START EXTRACTED RECORDS

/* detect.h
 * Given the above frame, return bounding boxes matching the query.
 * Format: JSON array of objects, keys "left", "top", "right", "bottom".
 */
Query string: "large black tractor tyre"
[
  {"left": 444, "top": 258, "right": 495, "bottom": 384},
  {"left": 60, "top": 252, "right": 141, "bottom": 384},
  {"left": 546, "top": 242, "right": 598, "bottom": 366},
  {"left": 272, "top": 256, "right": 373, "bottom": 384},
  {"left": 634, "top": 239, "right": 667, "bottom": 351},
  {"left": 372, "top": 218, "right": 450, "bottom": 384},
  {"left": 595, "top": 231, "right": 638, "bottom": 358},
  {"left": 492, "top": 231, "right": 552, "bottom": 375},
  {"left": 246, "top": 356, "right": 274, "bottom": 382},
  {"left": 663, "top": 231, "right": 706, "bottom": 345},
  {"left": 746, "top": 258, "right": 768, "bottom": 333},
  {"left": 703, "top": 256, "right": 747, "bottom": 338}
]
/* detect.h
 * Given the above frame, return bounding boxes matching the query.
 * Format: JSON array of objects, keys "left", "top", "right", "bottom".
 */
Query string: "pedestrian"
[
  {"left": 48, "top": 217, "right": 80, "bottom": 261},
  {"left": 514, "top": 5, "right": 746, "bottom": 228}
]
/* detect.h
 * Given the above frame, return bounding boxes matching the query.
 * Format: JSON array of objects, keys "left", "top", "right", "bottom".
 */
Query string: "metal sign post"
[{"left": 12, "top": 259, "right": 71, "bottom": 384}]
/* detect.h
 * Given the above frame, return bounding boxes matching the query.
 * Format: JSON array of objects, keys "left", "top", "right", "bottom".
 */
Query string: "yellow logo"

END EXTRACTED RECORDS

**TASK BRIEF:**
Reproduce the entries in full, exactly as written.

**TASK RESULT:**
/* detect.h
 * Given the above frame, return bounding boxes matching the query.
 * Format: JSON array of objects, keys "left", "top", "right", "bottom".
 */
Query string: "large black tractor tyre"
[
  {"left": 444, "top": 258, "right": 495, "bottom": 384},
  {"left": 60, "top": 252, "right": 141, "bottom": 384},
  {"left": 546, "top": 242, "right": 598, "bottom": 366},
  {"left": 272, "top": 256, "right": 373, "bottom": 384},
  {"left": 634, "top": 239, "right": 667, "bottom": 351},
  {"left": 372, "top": 218, "right": 450, "bottom": 384},
  {"left": 595, "top": 231, "right": 638, "bottom": 358},
  {"left": 492, "top": 231, "right": 552, "bottom": 375},
  {"left": 246, "top": 356, "right": 274, "bottom": 382},
  {"left": 663, "top": 231, "right": 706, "bottom": 345},
  {"left": 746, "top": 258, "right": 768, "bottom": 333},
  {"left": 703, "top": 256, "right": 747, "bottom": 338}
]
/* detect.h
 * Given the above frame, return bounding boxes matching the query.
 * Format: JSON array of objects, keys "left", "top", "right", "bottom".
 */
Query string: "pedestrian"
[
  {"left": 48, "top": 217, "right": 80, "bottom": 261},
  {"left": 514, "top": 5, "right": 746, "bottom": 228}
]
/* detect.h
 * Given the above frame, return bounding boxes matching the query.
 * Format: JSON array of objects, keys "left", "top", "right", "bottom".
 */
Query string: "metal sign post"
[{"left": 12, "top": 259, "right": 71, "bottom": 384}]
/* detect.h
 * Given the above frame, return bounding boxes matching the query.
 * Format: JSON array of objects, keys "left", "top", "right", "bottom".
 */
Query string: "yellow logo"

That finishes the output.